- [Directive]: Give a verbatim repeat of the lines that run from the line containing "shown by (993,703)." to the end of the data below.

——————————

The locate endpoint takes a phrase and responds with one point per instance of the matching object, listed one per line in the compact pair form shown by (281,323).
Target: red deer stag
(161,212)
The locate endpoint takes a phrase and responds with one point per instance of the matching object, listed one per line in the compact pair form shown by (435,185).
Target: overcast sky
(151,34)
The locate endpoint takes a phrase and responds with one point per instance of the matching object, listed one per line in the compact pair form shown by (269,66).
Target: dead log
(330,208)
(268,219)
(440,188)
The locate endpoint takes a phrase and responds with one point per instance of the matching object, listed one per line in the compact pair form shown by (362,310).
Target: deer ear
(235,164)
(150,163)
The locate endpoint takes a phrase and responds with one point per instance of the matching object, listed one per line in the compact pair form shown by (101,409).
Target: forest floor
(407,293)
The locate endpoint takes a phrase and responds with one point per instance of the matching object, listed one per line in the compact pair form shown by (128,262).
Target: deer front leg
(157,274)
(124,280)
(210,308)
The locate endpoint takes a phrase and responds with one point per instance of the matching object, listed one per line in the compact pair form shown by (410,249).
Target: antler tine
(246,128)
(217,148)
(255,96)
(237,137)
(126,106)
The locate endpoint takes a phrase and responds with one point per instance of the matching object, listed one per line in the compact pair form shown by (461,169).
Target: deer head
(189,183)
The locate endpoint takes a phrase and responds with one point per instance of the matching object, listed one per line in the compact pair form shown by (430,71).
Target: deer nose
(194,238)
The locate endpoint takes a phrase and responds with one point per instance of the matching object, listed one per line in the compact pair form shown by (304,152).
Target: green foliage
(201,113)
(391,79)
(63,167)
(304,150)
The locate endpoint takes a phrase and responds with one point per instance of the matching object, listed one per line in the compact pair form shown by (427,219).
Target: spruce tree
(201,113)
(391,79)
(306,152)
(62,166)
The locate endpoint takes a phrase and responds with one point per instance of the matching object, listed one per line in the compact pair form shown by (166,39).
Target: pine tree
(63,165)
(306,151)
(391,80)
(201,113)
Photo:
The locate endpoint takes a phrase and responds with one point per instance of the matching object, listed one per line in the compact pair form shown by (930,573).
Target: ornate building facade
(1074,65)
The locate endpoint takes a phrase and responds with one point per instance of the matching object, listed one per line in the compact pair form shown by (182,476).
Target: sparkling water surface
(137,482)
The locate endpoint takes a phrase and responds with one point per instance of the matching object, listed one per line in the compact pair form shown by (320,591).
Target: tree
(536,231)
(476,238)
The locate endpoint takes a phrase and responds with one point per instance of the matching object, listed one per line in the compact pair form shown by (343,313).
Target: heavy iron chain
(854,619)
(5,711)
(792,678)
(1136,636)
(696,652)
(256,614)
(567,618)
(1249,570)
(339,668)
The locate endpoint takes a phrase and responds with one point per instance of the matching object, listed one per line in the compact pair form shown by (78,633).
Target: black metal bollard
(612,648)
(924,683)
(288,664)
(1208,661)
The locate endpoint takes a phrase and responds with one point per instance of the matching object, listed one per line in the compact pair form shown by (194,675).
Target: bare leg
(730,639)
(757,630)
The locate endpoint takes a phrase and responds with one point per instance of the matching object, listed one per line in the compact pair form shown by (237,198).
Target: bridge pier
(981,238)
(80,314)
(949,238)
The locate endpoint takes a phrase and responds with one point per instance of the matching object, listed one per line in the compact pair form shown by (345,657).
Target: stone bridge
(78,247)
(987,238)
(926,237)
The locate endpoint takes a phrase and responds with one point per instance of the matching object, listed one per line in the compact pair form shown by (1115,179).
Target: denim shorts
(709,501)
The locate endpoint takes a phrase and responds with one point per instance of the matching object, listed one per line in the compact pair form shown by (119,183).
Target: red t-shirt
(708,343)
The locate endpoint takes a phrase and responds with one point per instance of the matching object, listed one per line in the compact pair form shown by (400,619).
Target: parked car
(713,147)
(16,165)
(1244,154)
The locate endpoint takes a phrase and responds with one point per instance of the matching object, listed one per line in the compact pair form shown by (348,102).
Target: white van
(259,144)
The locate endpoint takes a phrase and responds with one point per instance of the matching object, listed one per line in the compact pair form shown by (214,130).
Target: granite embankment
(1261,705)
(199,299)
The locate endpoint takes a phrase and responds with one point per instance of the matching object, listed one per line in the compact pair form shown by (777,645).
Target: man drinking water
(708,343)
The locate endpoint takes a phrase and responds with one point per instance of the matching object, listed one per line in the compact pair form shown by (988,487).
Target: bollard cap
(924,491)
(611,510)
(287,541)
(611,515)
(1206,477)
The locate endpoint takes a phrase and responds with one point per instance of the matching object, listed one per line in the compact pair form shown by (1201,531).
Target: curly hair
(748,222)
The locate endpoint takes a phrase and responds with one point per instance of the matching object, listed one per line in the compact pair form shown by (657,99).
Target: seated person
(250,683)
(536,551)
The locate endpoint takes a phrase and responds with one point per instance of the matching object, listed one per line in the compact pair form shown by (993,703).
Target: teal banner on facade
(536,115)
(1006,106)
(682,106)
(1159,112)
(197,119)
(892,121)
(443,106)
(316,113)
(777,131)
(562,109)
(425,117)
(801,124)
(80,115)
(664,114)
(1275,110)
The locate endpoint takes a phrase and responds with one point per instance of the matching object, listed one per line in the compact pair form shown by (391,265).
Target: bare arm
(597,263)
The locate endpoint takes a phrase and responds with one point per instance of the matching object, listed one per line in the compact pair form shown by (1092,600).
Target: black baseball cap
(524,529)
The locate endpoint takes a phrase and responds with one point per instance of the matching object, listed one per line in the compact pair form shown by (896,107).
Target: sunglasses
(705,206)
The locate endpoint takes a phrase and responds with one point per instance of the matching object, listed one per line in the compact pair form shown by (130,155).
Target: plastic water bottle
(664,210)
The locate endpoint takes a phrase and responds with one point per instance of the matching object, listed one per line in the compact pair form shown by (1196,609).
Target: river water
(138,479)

——————————

- [Result]:
The locate endpoint takes a phrase and responds with one point per instance of the matching object, listed one per line in the compact pair form shown by (993,703).
Target: teal banner on facade
(536,115)
(1006,106)
(682,106)
(1159,112)
(197,119)
(892,121)
(443,106)
(316,113)
(777,131)
(562,109)
(425,117)
(801,124)
(80,115)
(664,114)
(1275,110)
The locate endpoint takes a phrase and responds with one point per instance of the matching object, listed one per line in the compact pair form shown by (391,265).
Target: bare arm
(597,263)
The locate endpoint takes a phrase and responds with one point per instance of the matching object, listed one per line in the compact pair form shown by (1092,600).
Target: black baseball cap
(524,529)
The locate endpoint takes a phrase and responds with one point per instance of the matching object, listed one per line in the compact pair form shown by (896,107).
Target: sunglasses
(705,206)
The locate endpoint takes a phrase and responds with one point per instance of the matching object, listed one per line in the compact pair form shown by (130,155).
Target: plastic water bottle
(664,210)
The locate endpoint takes a phrase and responds with one point per instance of the matching object, listed one per line in the compact pair form shown by (1196,609).
Target: river water
(138,479)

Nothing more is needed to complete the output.